**YOUR GOAL:** How many lines in the records below contain the string "above"? Reply with the number only.

___ EXERCISE INPUT

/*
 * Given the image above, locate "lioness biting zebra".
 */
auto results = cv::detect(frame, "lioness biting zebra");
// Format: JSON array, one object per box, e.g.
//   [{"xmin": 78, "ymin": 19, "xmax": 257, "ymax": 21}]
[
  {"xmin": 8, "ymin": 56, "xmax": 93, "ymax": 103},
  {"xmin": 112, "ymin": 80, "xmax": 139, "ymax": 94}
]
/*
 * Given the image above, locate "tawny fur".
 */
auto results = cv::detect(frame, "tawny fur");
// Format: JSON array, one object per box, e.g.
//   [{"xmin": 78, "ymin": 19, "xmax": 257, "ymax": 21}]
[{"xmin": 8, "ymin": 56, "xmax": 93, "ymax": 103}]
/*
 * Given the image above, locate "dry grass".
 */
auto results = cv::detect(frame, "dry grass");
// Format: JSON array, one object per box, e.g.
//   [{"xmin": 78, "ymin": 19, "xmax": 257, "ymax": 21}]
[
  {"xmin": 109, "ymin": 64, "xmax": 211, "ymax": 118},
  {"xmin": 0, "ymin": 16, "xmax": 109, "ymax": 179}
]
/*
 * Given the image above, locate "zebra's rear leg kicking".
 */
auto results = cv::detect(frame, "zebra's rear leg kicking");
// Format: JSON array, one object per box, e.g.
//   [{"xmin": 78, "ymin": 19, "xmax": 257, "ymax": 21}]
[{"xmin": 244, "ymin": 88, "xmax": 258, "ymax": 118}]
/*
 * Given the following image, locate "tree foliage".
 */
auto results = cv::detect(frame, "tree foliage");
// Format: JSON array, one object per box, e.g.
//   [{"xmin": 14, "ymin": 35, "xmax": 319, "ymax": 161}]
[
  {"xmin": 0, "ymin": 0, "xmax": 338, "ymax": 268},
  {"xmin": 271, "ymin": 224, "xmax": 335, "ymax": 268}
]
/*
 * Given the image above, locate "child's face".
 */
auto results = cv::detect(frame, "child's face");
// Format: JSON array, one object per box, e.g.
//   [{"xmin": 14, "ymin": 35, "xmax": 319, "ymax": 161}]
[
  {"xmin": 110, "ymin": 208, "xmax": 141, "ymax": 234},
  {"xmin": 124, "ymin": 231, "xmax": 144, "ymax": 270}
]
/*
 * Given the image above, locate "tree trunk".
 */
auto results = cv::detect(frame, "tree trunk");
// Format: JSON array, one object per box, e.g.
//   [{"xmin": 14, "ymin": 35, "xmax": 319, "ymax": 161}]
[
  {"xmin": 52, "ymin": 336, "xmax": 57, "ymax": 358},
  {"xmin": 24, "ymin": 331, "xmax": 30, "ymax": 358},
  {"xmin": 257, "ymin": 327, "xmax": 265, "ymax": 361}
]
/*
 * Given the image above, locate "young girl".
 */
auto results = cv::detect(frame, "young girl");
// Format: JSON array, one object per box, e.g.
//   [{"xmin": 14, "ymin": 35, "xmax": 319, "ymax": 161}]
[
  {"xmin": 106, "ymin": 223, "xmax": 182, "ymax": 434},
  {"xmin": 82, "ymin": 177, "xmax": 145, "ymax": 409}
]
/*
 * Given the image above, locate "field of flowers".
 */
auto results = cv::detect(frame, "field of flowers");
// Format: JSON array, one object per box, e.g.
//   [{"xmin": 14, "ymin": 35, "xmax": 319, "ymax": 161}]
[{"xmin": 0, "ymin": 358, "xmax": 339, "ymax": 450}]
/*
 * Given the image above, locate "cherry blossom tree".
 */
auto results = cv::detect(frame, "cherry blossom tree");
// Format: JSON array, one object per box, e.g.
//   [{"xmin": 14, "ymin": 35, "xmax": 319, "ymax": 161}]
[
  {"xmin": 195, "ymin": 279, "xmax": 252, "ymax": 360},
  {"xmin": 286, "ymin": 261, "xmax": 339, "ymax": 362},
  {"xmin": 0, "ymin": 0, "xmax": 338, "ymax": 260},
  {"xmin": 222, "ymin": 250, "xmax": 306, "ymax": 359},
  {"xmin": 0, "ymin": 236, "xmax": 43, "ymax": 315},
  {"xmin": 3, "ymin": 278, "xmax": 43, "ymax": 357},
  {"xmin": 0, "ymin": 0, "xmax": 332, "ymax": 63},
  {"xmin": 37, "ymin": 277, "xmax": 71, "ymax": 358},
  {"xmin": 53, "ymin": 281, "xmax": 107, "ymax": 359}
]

______

**COMPLETED EXERCISE:** 9